WRITTEN INSTRUCTION. Rewrite the lines below with "Practice step" replaced by "Drill" everywhere it appears, and keep everything else the same.

RAW DATA.
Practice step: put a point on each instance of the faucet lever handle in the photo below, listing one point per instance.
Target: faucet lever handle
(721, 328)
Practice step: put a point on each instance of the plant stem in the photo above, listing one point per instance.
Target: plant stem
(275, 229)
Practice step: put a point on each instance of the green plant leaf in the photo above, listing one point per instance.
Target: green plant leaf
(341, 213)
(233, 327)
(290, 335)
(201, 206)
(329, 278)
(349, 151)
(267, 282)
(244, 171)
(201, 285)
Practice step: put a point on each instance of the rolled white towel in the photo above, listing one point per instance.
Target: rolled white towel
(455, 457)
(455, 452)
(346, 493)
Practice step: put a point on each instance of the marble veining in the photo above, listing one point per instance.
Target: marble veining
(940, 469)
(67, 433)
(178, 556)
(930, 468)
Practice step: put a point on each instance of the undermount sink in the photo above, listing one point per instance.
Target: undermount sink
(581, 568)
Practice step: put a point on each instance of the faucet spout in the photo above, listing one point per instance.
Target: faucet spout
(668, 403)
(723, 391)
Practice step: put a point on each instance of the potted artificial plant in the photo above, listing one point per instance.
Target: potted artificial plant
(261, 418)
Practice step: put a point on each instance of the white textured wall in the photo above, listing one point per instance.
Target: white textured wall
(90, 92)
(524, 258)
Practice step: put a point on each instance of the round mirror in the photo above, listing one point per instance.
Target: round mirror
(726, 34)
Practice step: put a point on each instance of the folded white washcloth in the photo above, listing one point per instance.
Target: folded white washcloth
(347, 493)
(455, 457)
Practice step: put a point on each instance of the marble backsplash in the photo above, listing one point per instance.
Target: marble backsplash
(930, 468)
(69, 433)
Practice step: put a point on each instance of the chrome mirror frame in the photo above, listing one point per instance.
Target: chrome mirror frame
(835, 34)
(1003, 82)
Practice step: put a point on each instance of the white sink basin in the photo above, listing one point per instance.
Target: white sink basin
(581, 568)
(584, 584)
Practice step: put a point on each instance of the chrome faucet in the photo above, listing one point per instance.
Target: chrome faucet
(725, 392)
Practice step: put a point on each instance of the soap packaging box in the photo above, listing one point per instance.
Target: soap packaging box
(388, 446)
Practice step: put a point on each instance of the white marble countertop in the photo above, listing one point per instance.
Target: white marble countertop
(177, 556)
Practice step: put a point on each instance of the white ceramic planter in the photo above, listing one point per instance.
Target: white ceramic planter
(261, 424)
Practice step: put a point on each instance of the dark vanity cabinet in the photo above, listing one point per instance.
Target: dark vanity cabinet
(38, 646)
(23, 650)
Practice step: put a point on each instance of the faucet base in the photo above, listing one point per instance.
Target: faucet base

EXERCISE ANSWER.
Drill: put a point on each instance of the faucet lever handle in the photo below, listing one point per instance.
Target: faucet lever handle
(721, 328)
Drill: put a point on each instance of the plant stem in the photo above, listing one point per instance.
Target: plant stem
(275, 229)
Drill: put a point on each instance of the green plant leaf in the photo above, listing one point per instance.
Target: green plant leaf
(341, 213)
(233, 327)
(290, 335)
(201, 206)
(329, 278)
(349, 151)
(267, 282)
(244, 171)
(201, 285)
Drill: put a point on each instance of the rolled white towel in the photo above, listing one point per instance.
Target: rolled white towel
(455, 457)
(455, 452)
(346, 493)
Drill: put a point on each instance of the marble veining in the photo above, listing one point per instance.
Target: marble veining
(940, 469)
(67, 433)
(178, 556)
(930, 468)
Drill: put a point on each instance of the undermount sink in the photo above, listing one point per instance.
Target: undermount sink
(581, 568)
Drill: put a point on each instance of the faucet spout in the photo above, listing one point per instance.
Target: faucet spout
(668, 403)
(723, 391)
Drill: put a point on each instance of the potted artificial plant in the photo above, listing one point per instance.
Target: potted artificial plant
(261, 418)
Drill: put a point on each instance of the white textured wall in the photo above, listing one point per instance.
Target: white textured wall
(90, 92)
(524, 258)
Drill: put a point on each instance of the round mirror in the photo above, listing one point per instance.
Target: round mirror
(726, 34)
Drill: put a point on each instance of the folded white washcloth in the photo above, listing one point per instance.
Target: folded white washcloth
(347, 493)
(455, 457)
Drill: put a point on each instance of the marble backsplash in the photo above, listing one point per instance.
Target: marble backsplash
(930, 468)
(69, 433)
Drill: put a point on each instance of the chrome mirror frame in the photo above, listing one point per instance.
Target: chrome mirror frame
(835, 34)
(1003, 82)
Drill: put a point on each instance of the white sink basin in the photo above, listing one point per instance.
Target: white sink basin
(581, 568)
(584, 584)
Drill: put a point on each instance of the chrome faucet in the photo above, listing one point per instance.
Target: chrome faucet
(725, 392)
Drill: put a point on each instance of the soap packaging box in the photo above, listing one point per instance.
Target: soap packaging box
(388, 446)
Drill: put a point on each instance of the white marble countertop in the photo above, listing one point per instance.
Target: white marble countertop
(177, 556)
Drill: put a point on each instance of the white ceramic planter in the photo above, listing one point per instance.
Target: white ceramic planter
(261, 424)
Drill: put a point on each instance of the dark vanity cabinet in the photo above, listing one point per instance.
Target: dark vanity cabinet
(38, 646)
(23, 650)
Drill: put a point on each instance of the faucet base in the photo above, listing one point per instance.
Target: faucet base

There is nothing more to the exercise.